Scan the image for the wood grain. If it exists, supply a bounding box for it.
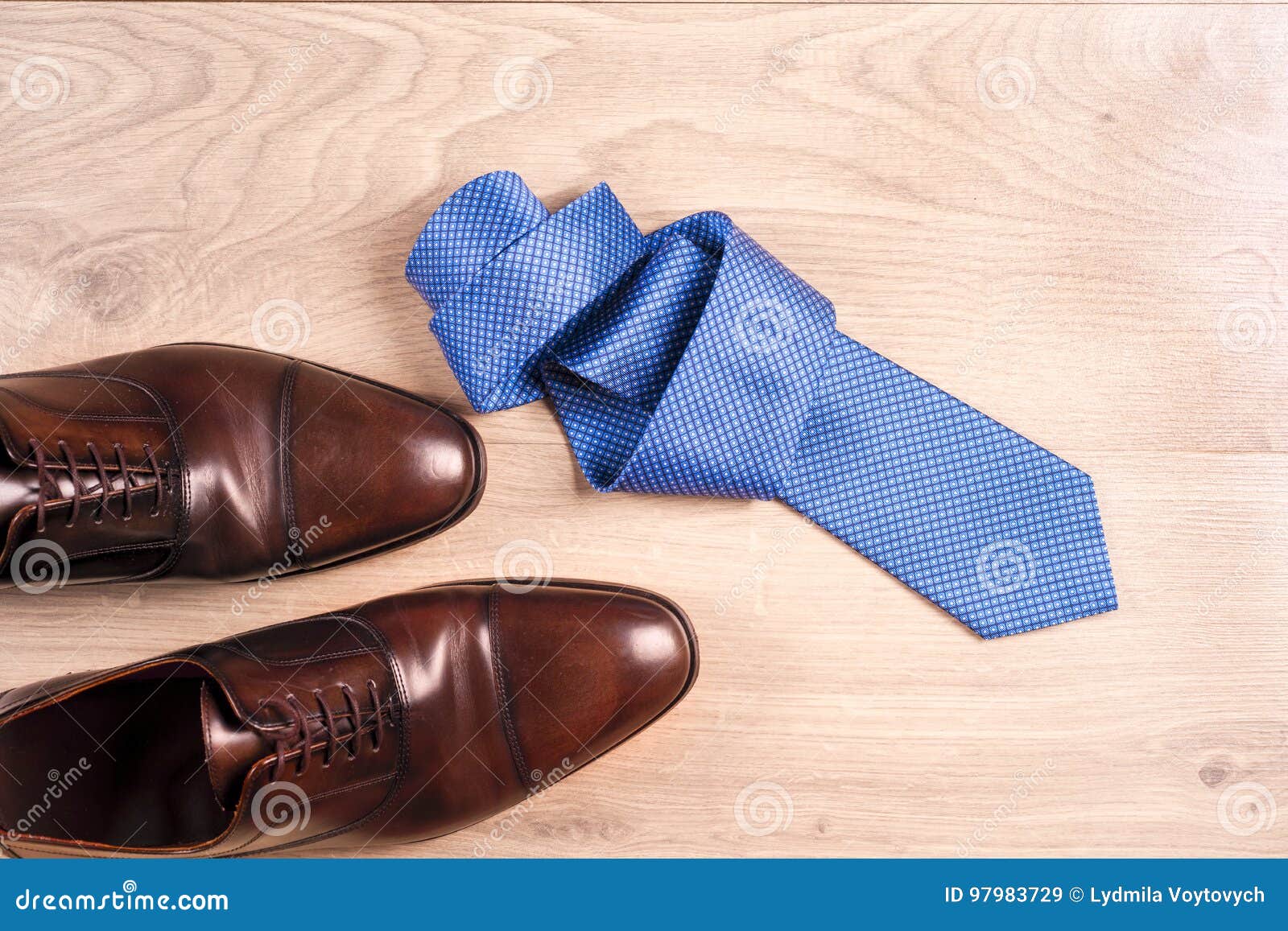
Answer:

==

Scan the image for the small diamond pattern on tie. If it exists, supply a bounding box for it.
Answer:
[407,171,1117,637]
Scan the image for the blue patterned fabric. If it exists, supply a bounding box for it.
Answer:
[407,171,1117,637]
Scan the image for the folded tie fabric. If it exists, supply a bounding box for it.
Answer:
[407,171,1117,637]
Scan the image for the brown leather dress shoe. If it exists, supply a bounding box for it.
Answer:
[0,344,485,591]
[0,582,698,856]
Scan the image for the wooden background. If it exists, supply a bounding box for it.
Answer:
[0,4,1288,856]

* * *

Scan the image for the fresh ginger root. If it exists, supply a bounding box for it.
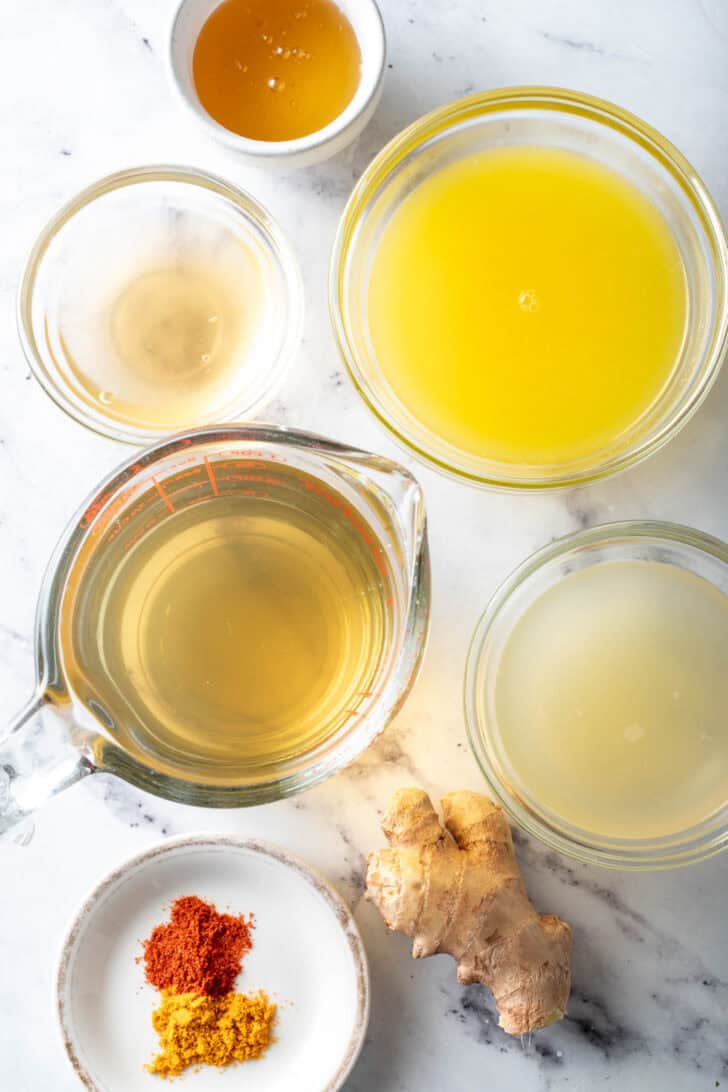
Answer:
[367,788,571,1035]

» Task description
Copy the material word for word, starting with the line containing "Scan the image for the folded" and continuing through the line containing "[0,4,1288,856]". Include both of those lines.

» Completed exercise
Scan the image for the folded tie fabric. If it exists, supply a bounding box for it.
Answer:
[407,171,1117,637]
Scan the image for the brown leather dress shoe. If it exists, supply a bounding box for it.
Answer:
[0,344,485,591]
[0,582,698,856]
Scan the image for the wooden background. If it exists, supply a bounding box for it.
Answer:
[0,4,1288,856]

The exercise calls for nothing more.